*Task description*
Rewrite the lines below, changing "top-left corner" to "upper-left corner" and leaving everything else as it is; omit the pictures from your answer.

*Boundary annotation lines*
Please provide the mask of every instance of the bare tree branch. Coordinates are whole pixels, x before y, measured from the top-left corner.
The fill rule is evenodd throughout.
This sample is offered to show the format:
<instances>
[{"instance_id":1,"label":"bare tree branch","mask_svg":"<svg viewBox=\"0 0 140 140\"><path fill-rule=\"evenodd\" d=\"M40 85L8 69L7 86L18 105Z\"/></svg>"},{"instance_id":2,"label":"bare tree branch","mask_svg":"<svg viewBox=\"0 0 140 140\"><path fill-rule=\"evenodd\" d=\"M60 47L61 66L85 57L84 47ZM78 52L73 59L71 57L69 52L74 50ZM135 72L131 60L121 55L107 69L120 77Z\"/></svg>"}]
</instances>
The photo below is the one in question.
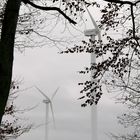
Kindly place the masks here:
<instances>
[{"instance_id":1,"label":"bare tree branch","mask_svg":"<svg viewBox=\"0 0 140 140\"><path fill-rule=\"evenodd\" d=\"M59 12L61 15L63 15L70 23L72 24L76 24L76 22L74 20L72 20L70 17L68 17L60 8L58 7L43 7L43 6L39 6L34 4L33 2L31 2L30 0L22 0L23 3L25 4L29 4L31 6L33 6L34 8L40 9L40 10L44 10L44 11L57 11Z\"/></svg>"}]
</instances>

*Solution*
Please provide the mask of every instance of the bare tree branch. Coordinates are whole pixels, x before y, measured from the upper-left corner.
The fill rule is evenodd throughout.
This sample is offered to show the format:
<instances>
[{"instance_id":1,"label":"bare tree branch","mask_svg":"<svg viewBox=\"0 0 140 140\"><path fill-rule=\"evenodd\" d=\"M40 85L8 69L7 86L18 105Z\"/></svg>"},{"instance_id":2,"label":"bare tree branch","mask_svg":"<svg viewBox=\"0 0 140 140\"><path fill-rule=\"evenodd\" d=\"M60 47L61 66L85 57L84 47ZM78 52L73 59L71 57L69 52L74 50ZM135 72L131 60L121 55L107 69L120 77Z\"/></svg>"}]
</instances>
The photo below is the one in question.
Kindly place the masks here:
<instances>
[{"instance_id":1,"label":"bare tree branch","mask_svg":"<svg viewBox=\"0 0 140 140\"><path fill-rule=\"evenodd\" d=\"M59 12L61 15L63 15L70 23L72 24L76 24L76 22L74 20L72 20L70 17L68 17L60 8L58 7L43 7L43 6L39 6L34 4L33 2L31 2L30 0L22 0L23 3L25 4L29 4L31 6L33 6L34 8L40 9L40 10L44 10L44 11L57 11Z\"/></svg>"}]
</instances>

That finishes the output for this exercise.